Please format every line of the listing below as a JSON array of strings, one string per line, leaving out any blank lines.

* Start RECORDED INFORMATION *

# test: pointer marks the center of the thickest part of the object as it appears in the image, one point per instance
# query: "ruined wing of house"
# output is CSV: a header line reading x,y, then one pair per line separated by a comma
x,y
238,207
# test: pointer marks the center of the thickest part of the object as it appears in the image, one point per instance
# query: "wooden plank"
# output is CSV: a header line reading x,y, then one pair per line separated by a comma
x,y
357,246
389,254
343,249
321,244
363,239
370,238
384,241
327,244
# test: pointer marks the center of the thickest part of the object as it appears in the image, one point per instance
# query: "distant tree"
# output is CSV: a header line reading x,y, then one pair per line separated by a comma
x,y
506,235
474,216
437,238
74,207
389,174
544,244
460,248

* End RECORDED INFORMATION *

CORRECT OUTPUT:
[
  "# test: pointer marks the center of the thickest part of the object as it appears in the image, one point per instance",
  "# query: \"ruined wing of house\"",
  "# output is CSV: a header line reading x,y, then one pair per line separated by a comma",
  "x,y",
  "238,207",
  "# test: pointer marks the center of the thickest part of the object as it appears in the image, one point per instance",
  "# query: \"wooden plank\"",
  "# output is CSV: a header line reading x,y, then one pair per line separated by a comma",
  "x,y",
  "357,246",
  "389,254",
  "343,249",
  "321,244",
  "363,239",
  "370,238",
  "384,241",
  "327,244",
  "# test: pointer marks the center of the thickest part of the object as it appears in the image, one point per instance",
  "# query: \"distant tree\"",
  "# output is CSV: a header line reading x,y, then one pair per line separated by a comma",
  "x,y",
  "506,235",
  "474,216",
  "437,238",
  "74,207",
  "389,174",
  "544,244",
  "460,248"
]